+++ Text excerpt
NUnique¶
Approximate number of unique values counter.
This is basically an implementation of the HyperLogLog algorithm. Adapted from hypy
. The code is a bit too terse but it will do for now.
Parameters¶
-
error_rate – defaults to
0.01
Desired error rate. Memory usage is inversely proportional to this value.
-
seed (int) – defaults to
None
Set the seed to produce identical results.
Attributes¶
-
n_bits (int)
-
n_buckets (int)
-
buckets (list)
Examples¶
>>> import string
>>> from river import stats
>>> alphabet = string.ascii_lowercase
>>> n_unique = stats.NUnique(error_rate=0.2, seed=42)
>>> n_unique.update('a').get()
1
>>> n_unique.update('b').get()
2
>>> for letter in alphabet:
... n_unique = n_unique.update(letter)
>>> n_unique.get()
31
Lowering the error_rate
parameter will increase the precision.
>>> n_unique = stats.NUnique(error_rate=0.01, seed=42)
>>> for letter in alphabet:
... n_unique = n_unique.update(letter)
>>> n_unique.get()
26
Methods¶
get
Return the current value of the statistic.
update
Update and return the called instance.
Parameters
- x (numbers.Number)
++++++
Problem 1: Reproduce the passage of the NUnique documentation between "This is basically" and "n_bits (int)", inclusive.
Problem 2: In one to three sentences, explain why the NUnique documentation's second example lowers error_rate from 0.2 to 0.01, and state what the documentation says this costs.
The listing plays no part in this work.
+++ Data rows
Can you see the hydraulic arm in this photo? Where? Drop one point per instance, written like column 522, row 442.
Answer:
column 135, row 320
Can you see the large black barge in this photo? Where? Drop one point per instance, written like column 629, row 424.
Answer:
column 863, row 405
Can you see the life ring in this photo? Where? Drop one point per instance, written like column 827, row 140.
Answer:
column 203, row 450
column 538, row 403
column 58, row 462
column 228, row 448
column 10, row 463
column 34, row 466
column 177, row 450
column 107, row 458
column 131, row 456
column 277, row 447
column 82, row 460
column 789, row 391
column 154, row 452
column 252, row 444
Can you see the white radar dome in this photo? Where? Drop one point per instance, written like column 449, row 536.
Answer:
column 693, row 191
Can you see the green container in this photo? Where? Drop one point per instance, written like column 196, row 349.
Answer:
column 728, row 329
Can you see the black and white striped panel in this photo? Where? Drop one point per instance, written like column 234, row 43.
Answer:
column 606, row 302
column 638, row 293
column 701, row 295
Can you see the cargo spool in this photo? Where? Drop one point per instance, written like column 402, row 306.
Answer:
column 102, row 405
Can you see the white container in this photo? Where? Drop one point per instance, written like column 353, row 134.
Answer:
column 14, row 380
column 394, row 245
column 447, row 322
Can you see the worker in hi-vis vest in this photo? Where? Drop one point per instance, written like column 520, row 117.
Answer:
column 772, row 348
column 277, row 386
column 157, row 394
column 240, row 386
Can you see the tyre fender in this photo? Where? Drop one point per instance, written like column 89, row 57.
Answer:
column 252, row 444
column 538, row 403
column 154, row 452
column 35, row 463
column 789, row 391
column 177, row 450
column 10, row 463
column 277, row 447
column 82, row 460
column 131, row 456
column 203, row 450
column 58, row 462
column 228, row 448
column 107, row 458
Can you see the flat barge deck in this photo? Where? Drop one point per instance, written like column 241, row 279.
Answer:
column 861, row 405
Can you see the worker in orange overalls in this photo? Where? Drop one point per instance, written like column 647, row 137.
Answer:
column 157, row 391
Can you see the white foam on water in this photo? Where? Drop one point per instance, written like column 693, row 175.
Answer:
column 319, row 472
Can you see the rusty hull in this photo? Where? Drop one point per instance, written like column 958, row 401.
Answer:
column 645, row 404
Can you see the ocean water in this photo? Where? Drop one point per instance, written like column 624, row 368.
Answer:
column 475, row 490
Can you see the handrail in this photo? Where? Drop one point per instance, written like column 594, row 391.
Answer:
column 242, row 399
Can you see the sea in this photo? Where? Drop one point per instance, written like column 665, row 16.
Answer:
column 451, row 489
++++++
Expected output 1:
This is basically an implementation of the HyperLogLog algorithm. Adapted from hypy
. The code is a bit too terse but it will do for now.
Parameters¶
-
error_rate – defaults to
0.01
Desired error rate. Memory usage is inversely proportional to this value.
-
seed (int) – defaults to
None
Set the seed to produce identical results.
Attributes¶
-
n_bits (int)

Expected output 2: The second example lowers error_rate because lowering that parameter increases precision: after updating with the same letters, the count comes out as 26 instead of the earlier 31. The cost is memory, since memory usage is inversely proportional to the error rate.